## Activity
Copy everything from "I think viewing" down to "only played backwards?" in the discussion of DNA as a code, swapping "white noise" for "static".

## Page extract
####################
WoundedKing apparently lacks the knowledge to understand that.
I've always said that once you've started digging yourslef a hole, you may as well see how deep you can get it
As a hint, WK is actually our resident professional geneticist, microbiologist, biochemist, or whatever... I'm unclear as to whether he's merely a post-doc, or a long-tenured HoD with far too much time on his hands, but either way he talks the talk and certainly does not suffer from a lack of knowledge in this area
I'd tend to disagree with this. I can certainly accept that DNA can be considered a code, but I am not sure it is helpful to think of it as a language
To me, the language analogy fails almost immediately. A point mutation changes a letter, and the whole sentance becomes meaningless, nevermind just the mutated word. How do we interpret the result of this?
I think viewing DNA as pure machine code is much closer - however you mutate the code, it still means something. If the mutation is in an instruction code binary string, it will simply change it to another instruction and something will still happen. With DNA point mutations in coding sections, amino acids will still be selected, proteins will still be built, things will still happen - whatever they happen to be...
Yes, agree totally. And few seem to appreciate the over-whelming importance of context and environment in trying to understand what is meant by "specified" information. How much "specified" information is there in a five second burst of white noise? And how does your answer change when I reveal that it was identical to a previously recorded burst of white noise, only played backwards?
####################
Extracted data:
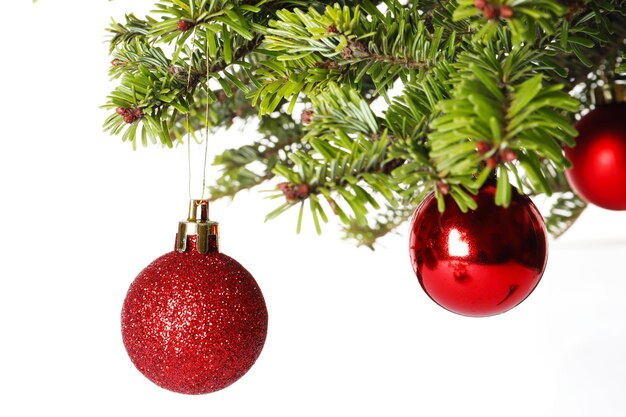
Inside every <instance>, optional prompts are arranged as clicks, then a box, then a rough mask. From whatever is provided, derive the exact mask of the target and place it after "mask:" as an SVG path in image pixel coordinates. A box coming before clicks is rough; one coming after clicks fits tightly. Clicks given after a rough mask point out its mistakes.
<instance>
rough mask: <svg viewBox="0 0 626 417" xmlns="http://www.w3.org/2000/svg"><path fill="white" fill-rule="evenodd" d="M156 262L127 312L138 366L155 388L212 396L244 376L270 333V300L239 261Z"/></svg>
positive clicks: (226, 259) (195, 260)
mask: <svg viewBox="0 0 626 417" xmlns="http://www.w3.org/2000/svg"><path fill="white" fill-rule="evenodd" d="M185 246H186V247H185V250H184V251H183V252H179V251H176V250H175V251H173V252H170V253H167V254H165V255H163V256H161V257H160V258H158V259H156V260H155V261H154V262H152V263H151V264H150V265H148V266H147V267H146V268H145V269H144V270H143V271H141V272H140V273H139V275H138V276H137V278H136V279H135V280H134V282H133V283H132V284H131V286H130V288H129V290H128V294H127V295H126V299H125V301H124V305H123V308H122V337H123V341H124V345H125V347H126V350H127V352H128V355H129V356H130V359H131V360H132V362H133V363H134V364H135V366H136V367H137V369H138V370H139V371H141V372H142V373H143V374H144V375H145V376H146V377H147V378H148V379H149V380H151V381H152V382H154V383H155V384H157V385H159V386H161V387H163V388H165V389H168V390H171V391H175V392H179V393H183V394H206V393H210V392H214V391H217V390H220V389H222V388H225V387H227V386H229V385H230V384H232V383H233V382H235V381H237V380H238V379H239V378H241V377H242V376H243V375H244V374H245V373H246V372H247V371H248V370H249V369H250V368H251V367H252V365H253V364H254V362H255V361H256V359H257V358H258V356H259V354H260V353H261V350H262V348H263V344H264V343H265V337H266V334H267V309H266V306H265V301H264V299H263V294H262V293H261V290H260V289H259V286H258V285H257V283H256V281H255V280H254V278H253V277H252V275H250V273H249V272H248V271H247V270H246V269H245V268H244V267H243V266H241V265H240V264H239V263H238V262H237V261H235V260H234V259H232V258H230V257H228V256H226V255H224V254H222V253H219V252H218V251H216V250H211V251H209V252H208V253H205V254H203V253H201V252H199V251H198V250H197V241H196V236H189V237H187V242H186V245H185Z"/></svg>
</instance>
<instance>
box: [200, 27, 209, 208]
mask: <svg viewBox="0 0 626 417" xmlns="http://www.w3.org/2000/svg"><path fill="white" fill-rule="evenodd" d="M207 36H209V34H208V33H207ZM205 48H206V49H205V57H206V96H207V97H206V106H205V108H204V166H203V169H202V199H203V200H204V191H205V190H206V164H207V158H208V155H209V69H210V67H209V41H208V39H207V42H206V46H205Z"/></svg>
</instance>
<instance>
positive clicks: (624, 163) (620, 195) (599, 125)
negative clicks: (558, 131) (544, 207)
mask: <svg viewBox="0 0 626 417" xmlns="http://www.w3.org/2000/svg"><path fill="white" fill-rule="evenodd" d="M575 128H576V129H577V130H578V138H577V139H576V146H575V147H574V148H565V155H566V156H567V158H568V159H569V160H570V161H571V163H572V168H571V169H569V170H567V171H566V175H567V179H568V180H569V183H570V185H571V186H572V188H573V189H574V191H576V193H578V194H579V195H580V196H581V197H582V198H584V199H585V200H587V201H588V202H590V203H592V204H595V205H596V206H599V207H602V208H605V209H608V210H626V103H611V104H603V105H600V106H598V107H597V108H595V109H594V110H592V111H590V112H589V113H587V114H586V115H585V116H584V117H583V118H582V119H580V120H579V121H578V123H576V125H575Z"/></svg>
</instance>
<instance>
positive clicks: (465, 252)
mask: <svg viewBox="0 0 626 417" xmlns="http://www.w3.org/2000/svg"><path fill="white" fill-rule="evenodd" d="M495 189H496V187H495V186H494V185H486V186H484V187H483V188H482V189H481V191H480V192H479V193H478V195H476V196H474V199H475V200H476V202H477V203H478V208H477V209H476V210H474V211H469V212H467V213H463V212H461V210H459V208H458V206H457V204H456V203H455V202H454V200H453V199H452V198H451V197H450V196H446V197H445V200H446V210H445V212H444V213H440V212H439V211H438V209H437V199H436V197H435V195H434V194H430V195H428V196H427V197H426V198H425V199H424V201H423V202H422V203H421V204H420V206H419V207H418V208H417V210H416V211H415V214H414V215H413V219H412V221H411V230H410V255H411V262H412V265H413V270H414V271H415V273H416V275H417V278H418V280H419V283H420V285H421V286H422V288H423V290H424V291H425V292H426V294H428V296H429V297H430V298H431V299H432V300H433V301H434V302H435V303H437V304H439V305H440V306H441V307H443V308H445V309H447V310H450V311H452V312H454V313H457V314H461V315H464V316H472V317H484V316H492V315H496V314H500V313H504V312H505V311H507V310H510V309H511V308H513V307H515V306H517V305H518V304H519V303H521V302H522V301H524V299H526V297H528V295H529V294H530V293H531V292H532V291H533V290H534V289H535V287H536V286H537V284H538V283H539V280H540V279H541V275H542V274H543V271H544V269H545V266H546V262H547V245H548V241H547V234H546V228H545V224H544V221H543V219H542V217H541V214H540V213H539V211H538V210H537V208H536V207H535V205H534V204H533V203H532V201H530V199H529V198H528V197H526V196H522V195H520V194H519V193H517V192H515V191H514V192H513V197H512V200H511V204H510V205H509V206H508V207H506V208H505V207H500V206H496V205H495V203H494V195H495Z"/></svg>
####################
## Task output
I think viewing DNA as pure machine code is much closer - however you mutate the code, it still means something. If the mutation is in an instruction code binary string, it will simply change it to another instruction and something will still happen. With DNA point mutations in coding sections, amino acids will still be selected, proteins will still be built, things will still happen - whatever they happen to be...
Yes, agree totally. And few seem to appreciate the over-whelming importance of context and environment in trying to understand what is meant by "specified" information. How much "specified" information is there in a five second burst of static? And how does your answer change when I reveal that it was identical to a previously recorded burst of static, only played backwards?